Testo della pagina

• LA CAPITOLAZIONE DEGLI ARCHITETTI ITALIANI

    Leone Podrini 

    Abbiamo capitolato.
    Diciamoci la verita’: ci siamo arresi alla burocrazia e al potere delle norme create solo a protezione del culo dei politici.
    Ci hanno trasformati da architetti a sterili e infecondi controllori della giusta applicazione delle innumerevoli “norme tecniche di attuazione” che hanno ucciso l’architettura e non abbiamo detto o fatto nulla per ribellarci.
    La progettazione di un buon edificio in Italia, oggi,  è meno importante della corretta compilazione di uno dei tanti documenti che accompagnano l’iter di approvazione di una pratica edilizia.
    Altro che necessità, come ha detto qualcuno, di un nuovo grande rinascimento per l’architettura italiana.
    Se ci guardiamo indietro per vedere che cosa è stato realizzato negli ultimi vent’anni, troviamo che la figura dell'architetto che perdeva l’anima per progettare edifici in grado di denunciare con chiarezza la propria linea di pensiero - e quindi il proprio livello culturale e la propria collocazione nel dibattito di ciò che deve essere o non deve essere l’architettura - è del tutto scomparsa.
    Per contro, però, ciò di cui possiamo essere certi è che le norme sono tutte rispettate perché questo viene chiaramente denunciato dalla scadente qualità formale di quei pochi edifici che vengono realizzati.
    Abbiamo capitolato, senza se e senza ma.
    Ci avevano e abbiamo insegnato che gli architetti devono avere, come obiettivo primario  nei confronti del proprio lavoro, quello di fare scelte decisive tra posizioni alternative che li portino a individuare e definire quale percorso intendono fare all’interno dell’architettura in quanto tale.
    La burocrazia e i vincoli salvaculo hanno del tutto eliminato questo tipo di ”autoimposizione” culturale.

Righe grezze
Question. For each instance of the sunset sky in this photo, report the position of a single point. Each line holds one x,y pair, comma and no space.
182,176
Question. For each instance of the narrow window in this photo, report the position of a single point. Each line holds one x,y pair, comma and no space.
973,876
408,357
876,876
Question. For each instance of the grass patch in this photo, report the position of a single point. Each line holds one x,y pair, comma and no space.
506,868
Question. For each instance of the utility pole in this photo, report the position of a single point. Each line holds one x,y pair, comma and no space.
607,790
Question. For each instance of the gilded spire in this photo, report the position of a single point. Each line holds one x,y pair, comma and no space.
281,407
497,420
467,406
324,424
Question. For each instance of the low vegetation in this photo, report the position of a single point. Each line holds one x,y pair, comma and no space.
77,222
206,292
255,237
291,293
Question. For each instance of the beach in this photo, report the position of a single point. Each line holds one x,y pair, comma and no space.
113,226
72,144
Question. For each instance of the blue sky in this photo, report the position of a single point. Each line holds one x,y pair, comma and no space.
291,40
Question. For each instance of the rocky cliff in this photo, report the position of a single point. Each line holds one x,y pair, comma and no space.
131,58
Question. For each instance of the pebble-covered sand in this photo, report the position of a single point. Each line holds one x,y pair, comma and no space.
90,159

...

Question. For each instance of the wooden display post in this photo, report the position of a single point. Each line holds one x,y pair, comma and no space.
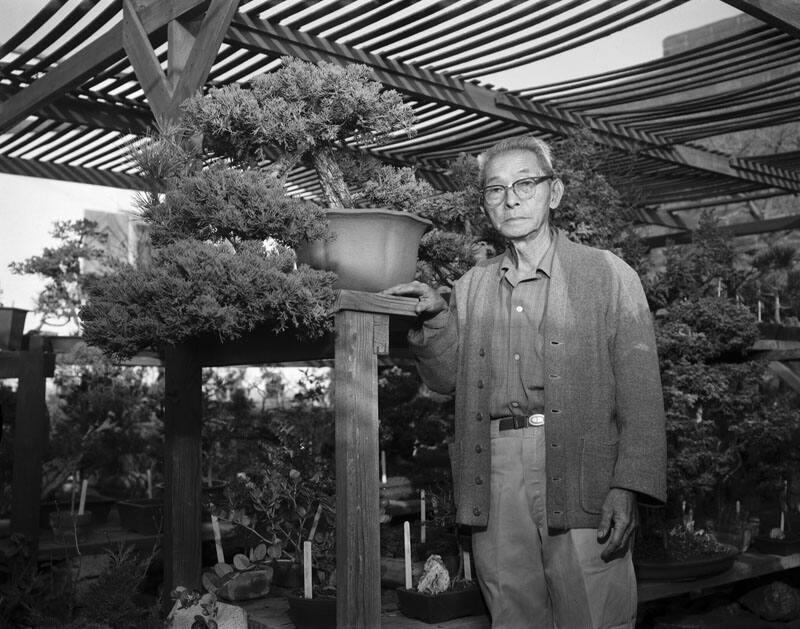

==

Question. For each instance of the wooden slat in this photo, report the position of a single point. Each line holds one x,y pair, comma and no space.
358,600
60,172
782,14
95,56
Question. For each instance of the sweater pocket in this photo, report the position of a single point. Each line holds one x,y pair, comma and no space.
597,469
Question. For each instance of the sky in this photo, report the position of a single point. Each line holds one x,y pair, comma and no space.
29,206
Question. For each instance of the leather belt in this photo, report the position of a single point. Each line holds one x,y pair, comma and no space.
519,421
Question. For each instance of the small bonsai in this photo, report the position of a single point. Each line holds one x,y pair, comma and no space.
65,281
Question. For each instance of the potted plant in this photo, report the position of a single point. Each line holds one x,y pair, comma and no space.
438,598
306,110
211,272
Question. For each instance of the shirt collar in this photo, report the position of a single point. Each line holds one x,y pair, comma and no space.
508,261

Istruzione scritta 1
Rispondi a queste domande sul testo sulla capitolazione degli architetti:
(a) Che cosa è oggi meno importante della corretta compilazione di uno dei documenti di una pratica edilizia?
(b) Quanti anni abbraccia lo sguardo all'indietro su ciò che è stato realizzato?
(c) Che cosa denuncia chiaramente che le norme sono tutte rispettate?
Istruzione scritta 2
Riporta ogni riga che contiene la parola "wooden".
Il testo sulla capitolazione degli architetti e le righe provengono da fonti diverse.

Risultato dell'esercizio 1
(a) La progettazione di un buon edificio in Italia.
(b) Gli ultimi vent'anni.
(c) La scadente qualità formale di quei pochi edifici che vengono realizzati.

Risultato dell'esercizio 2
Question. For each instance of the wooden display post in this photo, report the position of a single point. Each line holds one x,y pair, comma and no space.
Question. For each instance of the wooden slat in this photo, report the position of a single point. Each line holds one x,y pair, comma and no space.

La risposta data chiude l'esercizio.